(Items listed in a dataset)
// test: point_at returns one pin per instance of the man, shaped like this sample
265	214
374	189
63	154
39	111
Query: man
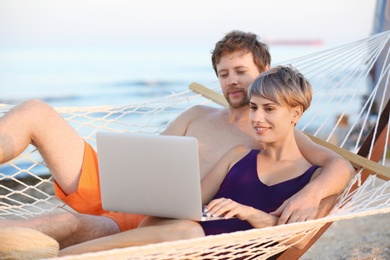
237	60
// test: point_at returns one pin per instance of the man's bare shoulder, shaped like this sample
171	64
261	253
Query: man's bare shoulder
204	110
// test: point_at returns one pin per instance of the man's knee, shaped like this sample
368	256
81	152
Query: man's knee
188	230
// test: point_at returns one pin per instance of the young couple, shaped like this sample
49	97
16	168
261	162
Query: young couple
238	59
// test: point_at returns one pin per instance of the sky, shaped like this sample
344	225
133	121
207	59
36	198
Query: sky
172	22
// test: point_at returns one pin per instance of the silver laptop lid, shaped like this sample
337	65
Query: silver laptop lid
148	174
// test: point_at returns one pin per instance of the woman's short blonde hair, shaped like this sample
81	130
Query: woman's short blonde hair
283	85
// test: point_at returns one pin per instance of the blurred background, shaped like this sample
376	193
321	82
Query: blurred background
105	52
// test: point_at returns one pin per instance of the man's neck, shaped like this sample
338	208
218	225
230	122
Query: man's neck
238	115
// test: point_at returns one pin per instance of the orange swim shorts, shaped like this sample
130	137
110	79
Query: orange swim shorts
87	198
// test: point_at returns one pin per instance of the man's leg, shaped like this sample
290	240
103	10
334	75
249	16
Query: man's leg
35	122
67	228
152	230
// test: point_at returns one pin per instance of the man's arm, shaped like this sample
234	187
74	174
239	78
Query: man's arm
336	174
180	124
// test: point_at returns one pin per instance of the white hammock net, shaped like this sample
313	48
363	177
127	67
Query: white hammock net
343	87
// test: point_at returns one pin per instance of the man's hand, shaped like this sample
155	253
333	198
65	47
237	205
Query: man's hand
300	207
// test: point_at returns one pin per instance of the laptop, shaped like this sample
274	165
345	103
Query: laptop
155	175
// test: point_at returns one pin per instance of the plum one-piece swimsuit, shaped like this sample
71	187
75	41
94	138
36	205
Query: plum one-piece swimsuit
243	185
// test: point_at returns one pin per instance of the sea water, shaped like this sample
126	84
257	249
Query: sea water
109	76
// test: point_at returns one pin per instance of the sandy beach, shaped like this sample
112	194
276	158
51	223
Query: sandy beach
359	238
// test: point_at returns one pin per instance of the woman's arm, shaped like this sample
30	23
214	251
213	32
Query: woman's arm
336	173
212	181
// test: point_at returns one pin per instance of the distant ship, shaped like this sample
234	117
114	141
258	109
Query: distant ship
315	42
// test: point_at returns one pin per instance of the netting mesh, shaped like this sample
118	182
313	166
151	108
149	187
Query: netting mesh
350	90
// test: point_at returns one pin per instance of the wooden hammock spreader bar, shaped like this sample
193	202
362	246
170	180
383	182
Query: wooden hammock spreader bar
356	160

• The problem: Output the records above exactly as they are, leaving out the pictures.

• Full response:
// test: point_at returns one pin per instance of the man, shaped like this sample
265	214
374	189
63	154
39	111
Query: man
237	60
// test: point_at returns one pin per instance of the man's bare shoulder, shaped like this sample
171	64
261	253
Query: man's bare shoulder
204	110
// test: point_at returns one pin per instance of the man's knee, shaped like this sample
368	256
81	152
Query: man's knee
188	230
// test: point_at returns one pin per instance of the young couple, shaped like this sample
49	97
16	168
261	162
Query: young couple
238	59
// test: point_at returns one pin per instance of the sky, shaped like this sample
344	225
133	121
207	59
36	198
Query: sky
172	22
// test: point_at returns one pin per instance of the silver laptop lid, shaped like this sample
337	65
Query: silver laptop lid
148	174
// test: point_at returns one pin per instance of the woman's short blonde hair, shaped like this sample
81	130
Query: woman's short blonde hair
283	85
// test: point_at returns one pin per instance of the blurred background, shaped like this sample
376	193
321	82
Query: blurred background
105	52
// test: point_at returns one pin per instance of the man's neck, shaped like this sample
338	208
218	225
230	122
Query: man's neck
238	115
// test: point_at returns one pin per instance of the orange swim shorts, shaped like this sample
130	137
110	79
Query: orange swim shorts
87	198
// test: point_at returns one pin per instance of the man's leg, shaped like this sample
290	240
103	10
334	75
249	16
Query: man's leg
35	122
67	228
152	230
// test: point_at returns one pin per instance of the man's arm, shaped like this sample
234	187
74	174
239	78
Query: man's arm
336	174
180	124
// test: point_at returns one pin per instance of the white hammock net, shaped like this sample
313	48
363	177
127	67
Query: white hammock net
343	87
// test: point_at returns one pin per instance of the man's hand, shaped like this sample
155	253
333	198
65	47
237	205
Query: man's hand
300	207
// test: point_at returns one pin per instance of the laptop, shaped like this sample
274	165
345	103
Query: laptop
155	175
// test: point_at returns one pin per instance of the plum one-piece swimsuit, shaped like this sample
71	187
75	41
94	138
36	205
Query: plum one-piece swimsuit
243	185
// test: point_at returns one pin per instance of the sea water, shaped like this sample
126	84
257	249
Query: sea water
109	76
// test: point_at returns one pin per instance of the sandy beach, shaped like this sample
112	194
276	158
51	223
Query: sandy beach
359	238
// test: point_at returns one pin per instance of the woman's arm, shaped like this sample
30	23
214	251
213	32
Query: woman's arm
336	173
212	181
// test: point_at returns one pin per instance of the distant ship, shaped like this sample
234	117
114	141
258	109
Query: distant ship
315	42
// test: point_at returns one pin per instance of the netting mesh, shaped like this sample
118	182
313	166
151	108
149	187
Query: netting mesh
350	90
// test: point_at returns one pin per instance of the wooden hammock spreader bar, shaped like this sample
193	202
362	246
170	180
383	182
Query: wooden hammock spreader bar
356	160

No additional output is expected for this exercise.